**RECORD EXTRACTS**
- Opening Delimiter -

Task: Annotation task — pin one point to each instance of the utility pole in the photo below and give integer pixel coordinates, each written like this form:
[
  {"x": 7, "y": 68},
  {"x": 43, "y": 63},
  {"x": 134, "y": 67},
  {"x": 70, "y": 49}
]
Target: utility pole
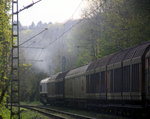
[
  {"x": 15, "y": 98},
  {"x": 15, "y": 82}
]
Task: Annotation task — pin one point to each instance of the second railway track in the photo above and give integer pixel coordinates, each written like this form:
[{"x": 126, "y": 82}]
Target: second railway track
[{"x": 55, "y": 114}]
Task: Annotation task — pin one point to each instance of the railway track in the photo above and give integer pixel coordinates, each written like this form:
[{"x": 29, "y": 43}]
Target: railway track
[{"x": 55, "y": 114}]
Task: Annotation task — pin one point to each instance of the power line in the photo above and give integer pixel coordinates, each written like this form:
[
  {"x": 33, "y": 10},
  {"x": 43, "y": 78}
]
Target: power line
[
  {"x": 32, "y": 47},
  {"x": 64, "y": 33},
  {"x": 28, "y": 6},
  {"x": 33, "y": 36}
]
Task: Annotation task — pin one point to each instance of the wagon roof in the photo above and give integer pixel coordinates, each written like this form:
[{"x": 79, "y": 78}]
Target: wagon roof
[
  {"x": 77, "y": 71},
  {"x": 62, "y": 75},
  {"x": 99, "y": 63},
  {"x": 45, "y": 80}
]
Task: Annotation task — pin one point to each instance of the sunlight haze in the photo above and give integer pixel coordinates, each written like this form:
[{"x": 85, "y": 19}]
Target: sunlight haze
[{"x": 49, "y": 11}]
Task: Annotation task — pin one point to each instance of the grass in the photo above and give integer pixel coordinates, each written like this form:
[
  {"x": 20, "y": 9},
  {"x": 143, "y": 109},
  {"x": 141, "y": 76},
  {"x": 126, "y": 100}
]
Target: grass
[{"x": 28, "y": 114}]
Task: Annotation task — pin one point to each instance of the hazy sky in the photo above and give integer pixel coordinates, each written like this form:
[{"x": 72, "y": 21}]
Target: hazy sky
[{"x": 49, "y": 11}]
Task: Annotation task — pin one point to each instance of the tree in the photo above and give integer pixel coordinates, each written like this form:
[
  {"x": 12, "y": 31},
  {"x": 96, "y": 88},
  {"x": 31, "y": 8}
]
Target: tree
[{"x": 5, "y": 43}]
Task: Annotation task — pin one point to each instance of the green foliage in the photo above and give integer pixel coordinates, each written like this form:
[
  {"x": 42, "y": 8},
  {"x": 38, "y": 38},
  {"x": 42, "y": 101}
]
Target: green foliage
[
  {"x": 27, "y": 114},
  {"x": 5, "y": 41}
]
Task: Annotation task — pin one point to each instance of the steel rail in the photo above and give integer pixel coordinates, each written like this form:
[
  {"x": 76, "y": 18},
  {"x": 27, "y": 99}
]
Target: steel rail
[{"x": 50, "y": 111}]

- Closing Delimiter -
- Opening Delimiter -

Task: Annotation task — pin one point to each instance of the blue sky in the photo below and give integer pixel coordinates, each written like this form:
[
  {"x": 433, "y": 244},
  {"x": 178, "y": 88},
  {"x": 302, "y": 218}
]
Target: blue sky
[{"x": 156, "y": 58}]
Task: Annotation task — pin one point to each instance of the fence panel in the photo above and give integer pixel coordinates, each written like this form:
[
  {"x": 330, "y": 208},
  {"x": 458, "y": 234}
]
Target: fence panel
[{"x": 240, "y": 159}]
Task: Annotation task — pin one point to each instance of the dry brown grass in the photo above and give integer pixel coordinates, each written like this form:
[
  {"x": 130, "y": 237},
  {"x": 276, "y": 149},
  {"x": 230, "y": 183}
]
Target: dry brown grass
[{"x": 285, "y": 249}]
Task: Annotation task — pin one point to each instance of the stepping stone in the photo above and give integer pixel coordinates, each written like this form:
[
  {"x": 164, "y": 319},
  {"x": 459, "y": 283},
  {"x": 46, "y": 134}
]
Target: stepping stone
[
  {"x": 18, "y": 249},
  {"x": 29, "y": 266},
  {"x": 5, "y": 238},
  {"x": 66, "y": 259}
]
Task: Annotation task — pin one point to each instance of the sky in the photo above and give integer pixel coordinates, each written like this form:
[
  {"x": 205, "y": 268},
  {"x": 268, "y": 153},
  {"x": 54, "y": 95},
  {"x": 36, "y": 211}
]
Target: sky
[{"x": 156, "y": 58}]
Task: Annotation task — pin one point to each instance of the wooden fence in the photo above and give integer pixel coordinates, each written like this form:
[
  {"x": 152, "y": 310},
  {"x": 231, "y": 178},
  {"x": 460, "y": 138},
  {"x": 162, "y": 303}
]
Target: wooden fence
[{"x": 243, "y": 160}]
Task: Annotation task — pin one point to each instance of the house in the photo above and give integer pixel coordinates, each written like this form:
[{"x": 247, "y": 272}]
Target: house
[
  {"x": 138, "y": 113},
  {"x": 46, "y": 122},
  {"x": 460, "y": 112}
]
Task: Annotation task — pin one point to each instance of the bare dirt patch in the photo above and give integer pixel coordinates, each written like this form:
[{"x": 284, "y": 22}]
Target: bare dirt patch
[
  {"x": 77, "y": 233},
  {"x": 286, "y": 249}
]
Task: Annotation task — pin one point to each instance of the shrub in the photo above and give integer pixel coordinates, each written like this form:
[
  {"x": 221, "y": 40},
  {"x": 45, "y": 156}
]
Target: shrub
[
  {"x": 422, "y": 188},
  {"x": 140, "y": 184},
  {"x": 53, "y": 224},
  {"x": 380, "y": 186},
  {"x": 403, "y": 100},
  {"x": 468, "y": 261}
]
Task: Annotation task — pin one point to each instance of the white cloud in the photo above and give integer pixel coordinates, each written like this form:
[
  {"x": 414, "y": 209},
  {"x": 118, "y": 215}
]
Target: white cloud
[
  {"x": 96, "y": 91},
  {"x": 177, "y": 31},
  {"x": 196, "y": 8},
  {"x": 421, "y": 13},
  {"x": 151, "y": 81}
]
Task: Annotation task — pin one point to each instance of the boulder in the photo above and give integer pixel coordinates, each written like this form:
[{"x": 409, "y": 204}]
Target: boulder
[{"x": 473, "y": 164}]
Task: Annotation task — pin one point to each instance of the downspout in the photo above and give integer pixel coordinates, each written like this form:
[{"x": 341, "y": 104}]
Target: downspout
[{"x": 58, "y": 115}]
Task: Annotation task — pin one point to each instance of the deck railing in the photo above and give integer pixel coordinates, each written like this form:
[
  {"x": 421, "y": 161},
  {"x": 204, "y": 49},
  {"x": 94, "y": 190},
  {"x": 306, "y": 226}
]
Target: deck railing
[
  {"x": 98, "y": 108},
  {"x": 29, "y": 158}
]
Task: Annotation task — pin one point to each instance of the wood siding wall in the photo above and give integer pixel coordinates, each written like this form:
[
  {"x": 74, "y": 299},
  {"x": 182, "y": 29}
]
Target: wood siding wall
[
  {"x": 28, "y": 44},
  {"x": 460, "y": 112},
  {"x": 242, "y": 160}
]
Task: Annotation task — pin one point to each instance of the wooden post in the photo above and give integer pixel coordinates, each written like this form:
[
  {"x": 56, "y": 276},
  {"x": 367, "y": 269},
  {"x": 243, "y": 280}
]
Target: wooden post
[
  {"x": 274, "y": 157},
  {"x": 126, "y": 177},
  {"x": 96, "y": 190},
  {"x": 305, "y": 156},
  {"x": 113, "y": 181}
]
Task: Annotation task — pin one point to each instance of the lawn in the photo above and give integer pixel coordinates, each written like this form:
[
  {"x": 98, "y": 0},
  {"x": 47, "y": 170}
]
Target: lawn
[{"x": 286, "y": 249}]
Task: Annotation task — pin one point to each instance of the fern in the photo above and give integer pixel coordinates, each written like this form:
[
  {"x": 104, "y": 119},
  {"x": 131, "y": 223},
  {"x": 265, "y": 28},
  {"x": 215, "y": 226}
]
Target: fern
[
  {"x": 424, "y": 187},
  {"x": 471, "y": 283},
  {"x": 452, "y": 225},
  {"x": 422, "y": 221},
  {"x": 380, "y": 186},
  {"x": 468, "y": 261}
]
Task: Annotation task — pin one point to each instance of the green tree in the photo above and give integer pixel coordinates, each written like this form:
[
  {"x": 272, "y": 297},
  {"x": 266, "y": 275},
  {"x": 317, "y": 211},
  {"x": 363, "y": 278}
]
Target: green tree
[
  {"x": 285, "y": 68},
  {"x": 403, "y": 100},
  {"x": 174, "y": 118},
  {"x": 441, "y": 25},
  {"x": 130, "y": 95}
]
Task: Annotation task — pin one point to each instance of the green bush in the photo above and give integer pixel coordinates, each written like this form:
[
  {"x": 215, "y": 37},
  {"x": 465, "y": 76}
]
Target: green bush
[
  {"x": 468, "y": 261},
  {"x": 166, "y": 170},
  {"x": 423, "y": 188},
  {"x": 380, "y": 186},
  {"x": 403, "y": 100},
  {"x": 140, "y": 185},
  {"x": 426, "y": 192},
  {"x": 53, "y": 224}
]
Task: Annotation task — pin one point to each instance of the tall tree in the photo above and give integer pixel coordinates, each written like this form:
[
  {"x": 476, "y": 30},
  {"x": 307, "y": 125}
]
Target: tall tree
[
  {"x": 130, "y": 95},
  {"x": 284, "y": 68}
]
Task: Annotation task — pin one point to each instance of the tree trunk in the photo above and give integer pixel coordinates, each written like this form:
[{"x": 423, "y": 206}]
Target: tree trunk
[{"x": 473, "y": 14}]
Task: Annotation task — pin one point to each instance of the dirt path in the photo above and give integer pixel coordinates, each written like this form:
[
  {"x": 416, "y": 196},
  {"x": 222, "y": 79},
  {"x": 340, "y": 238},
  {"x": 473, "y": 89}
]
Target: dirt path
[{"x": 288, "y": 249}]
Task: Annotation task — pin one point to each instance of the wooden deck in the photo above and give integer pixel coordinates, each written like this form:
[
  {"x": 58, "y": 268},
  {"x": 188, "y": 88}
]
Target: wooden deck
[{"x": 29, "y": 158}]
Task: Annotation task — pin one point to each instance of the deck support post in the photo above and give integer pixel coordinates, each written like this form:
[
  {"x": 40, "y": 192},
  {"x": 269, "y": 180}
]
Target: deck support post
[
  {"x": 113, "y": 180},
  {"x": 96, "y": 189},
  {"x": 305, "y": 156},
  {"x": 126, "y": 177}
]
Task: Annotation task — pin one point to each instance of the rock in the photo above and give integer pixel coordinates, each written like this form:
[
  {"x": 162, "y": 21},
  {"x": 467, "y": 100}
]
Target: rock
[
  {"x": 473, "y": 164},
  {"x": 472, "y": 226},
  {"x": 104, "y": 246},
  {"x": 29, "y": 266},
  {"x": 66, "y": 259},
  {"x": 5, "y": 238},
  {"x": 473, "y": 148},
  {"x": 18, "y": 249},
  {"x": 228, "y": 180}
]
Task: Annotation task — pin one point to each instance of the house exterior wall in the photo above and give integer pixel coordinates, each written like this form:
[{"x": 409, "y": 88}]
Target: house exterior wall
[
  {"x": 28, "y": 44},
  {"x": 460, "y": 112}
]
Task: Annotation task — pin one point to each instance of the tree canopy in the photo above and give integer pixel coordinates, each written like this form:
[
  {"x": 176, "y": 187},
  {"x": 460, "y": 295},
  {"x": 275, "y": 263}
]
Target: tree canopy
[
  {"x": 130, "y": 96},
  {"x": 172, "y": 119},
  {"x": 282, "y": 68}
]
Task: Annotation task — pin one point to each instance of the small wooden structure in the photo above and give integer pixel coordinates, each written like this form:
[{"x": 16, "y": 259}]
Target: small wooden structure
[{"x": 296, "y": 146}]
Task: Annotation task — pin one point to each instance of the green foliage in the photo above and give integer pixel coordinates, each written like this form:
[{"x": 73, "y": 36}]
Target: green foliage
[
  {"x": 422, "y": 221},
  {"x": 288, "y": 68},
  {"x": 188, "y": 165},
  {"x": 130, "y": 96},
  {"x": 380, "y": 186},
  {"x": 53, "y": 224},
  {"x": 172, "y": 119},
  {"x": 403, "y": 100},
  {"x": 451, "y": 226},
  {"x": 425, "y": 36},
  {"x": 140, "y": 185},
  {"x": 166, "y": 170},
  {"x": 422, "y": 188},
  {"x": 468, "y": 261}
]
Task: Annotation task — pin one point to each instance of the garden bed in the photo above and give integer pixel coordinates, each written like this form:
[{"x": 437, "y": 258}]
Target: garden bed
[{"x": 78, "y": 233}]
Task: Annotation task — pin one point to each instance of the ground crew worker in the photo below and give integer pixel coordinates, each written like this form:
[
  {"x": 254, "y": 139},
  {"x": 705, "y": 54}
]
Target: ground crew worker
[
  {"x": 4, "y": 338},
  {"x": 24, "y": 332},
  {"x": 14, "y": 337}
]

- Closing Delimiter -

**ABOUT THIS TASK**
Your answer must consist of every line from the listing that holds the string "below".

**EXPECTED ANSWER**
Task: Annotation task — pin one point to each instance of the utility pole in the photo below and give integer pixel coordinates, each written like this form:
Task: Annotation task — pin one point to each instance of the blue sky in the photo below and give integer pixel coordinates, each written like this form:
Task: Annotation task — pin one point to each instance of the ground crew worker in the photo below and give integer pixel coordinates, each written like this form:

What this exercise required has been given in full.